→ EXERCISE DIRECTIONS: Where the records below reach the line containing "Can you spot the floor tile", start transcribing, and end with the line containing "Can you spot the person", exactly and with nothing else added.

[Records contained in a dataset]
↓
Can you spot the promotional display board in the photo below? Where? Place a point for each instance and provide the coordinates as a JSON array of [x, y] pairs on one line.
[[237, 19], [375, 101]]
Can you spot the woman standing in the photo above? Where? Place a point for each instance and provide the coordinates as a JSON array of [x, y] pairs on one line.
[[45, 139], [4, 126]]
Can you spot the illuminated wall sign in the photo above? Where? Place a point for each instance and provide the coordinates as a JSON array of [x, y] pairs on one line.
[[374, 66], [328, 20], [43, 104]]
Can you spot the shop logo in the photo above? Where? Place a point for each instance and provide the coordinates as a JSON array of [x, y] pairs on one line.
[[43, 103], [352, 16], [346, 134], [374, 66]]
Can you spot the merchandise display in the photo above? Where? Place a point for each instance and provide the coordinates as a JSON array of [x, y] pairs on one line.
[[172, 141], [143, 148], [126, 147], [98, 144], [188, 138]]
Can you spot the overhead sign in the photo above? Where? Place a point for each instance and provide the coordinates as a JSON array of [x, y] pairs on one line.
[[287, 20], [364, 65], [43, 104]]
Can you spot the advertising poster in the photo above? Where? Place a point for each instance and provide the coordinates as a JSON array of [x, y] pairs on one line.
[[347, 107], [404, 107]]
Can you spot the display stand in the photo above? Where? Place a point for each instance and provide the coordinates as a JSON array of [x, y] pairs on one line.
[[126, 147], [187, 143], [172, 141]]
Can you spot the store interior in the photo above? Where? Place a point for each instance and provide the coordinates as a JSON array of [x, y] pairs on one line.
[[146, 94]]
↑
↓
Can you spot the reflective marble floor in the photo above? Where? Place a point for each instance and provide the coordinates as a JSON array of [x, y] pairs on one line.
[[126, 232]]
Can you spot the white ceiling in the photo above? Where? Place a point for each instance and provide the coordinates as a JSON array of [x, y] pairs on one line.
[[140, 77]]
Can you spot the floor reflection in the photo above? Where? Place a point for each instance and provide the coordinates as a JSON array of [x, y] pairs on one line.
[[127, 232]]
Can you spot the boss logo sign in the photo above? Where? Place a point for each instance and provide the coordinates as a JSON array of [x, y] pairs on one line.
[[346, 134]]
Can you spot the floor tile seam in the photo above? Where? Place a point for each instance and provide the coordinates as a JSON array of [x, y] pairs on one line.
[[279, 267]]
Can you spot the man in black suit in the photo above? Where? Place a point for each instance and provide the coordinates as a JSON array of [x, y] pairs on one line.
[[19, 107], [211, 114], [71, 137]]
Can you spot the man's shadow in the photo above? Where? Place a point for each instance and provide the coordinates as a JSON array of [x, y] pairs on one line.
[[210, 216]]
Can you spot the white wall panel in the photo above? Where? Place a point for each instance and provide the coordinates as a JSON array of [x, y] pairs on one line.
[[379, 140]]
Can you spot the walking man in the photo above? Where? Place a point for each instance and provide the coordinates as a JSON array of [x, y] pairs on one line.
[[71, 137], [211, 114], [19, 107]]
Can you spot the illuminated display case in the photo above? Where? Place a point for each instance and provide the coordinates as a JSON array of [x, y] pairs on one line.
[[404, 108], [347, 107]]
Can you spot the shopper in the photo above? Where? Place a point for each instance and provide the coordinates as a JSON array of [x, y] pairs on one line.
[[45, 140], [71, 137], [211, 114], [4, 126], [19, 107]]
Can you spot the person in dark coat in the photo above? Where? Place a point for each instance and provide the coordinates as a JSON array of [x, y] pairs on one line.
↑
→ ANSWER BOX:
Can you spot the floor tile seam in the photo above? Where? Place a point for each instance and provide the coordinates as a JSON array of [x, y] pairs on one line.
[[279, 267]]
Can you spot the man in black suit in the photo above? Where? Place a point for each instance and provide the coordinates as a JSON array of [x, y] pairs on one line.
[[19, 107], [211, 114], [71, 137]]
Can you spot the man's shadow in the photo above? Where? Place a point for each instance and provide the coordinates as a JSON array of [x, y] pairs on one line.
[[210, 216]]
Can you spot the white wall panel in the photo above? Where? Place a point for each instance and provide the coordinates as a JSON array of [x, y] pairs on one line.
[[379, 140]]
Can you spot the walking man in the photo above? Where? Place a point for each instance and provide the coordinates as a JSON array of [x, y] pairs on one line.
[[71, 137], [211, 114], [19, 107]]
Can you spot the illuminated display case in the photo above? Where? Place a point for each instance and provide the coordinates as a JSON array of [x, y] pairs on one line.
[[404, 108], [347, 107]]
Can you spot the shopper in the photo above? Where? Place a point for each instance and provide the coordinates as a JSON array of [x, y] pairs on one line.
[[45, 140], [71, 137], [211, 114], [4, 126], [19, 107]]
Can you spot the person in dark coat in the photo above? Where? Place a point for each instance and provide the coordinates as a JSON array of [x, y] pairs on one line.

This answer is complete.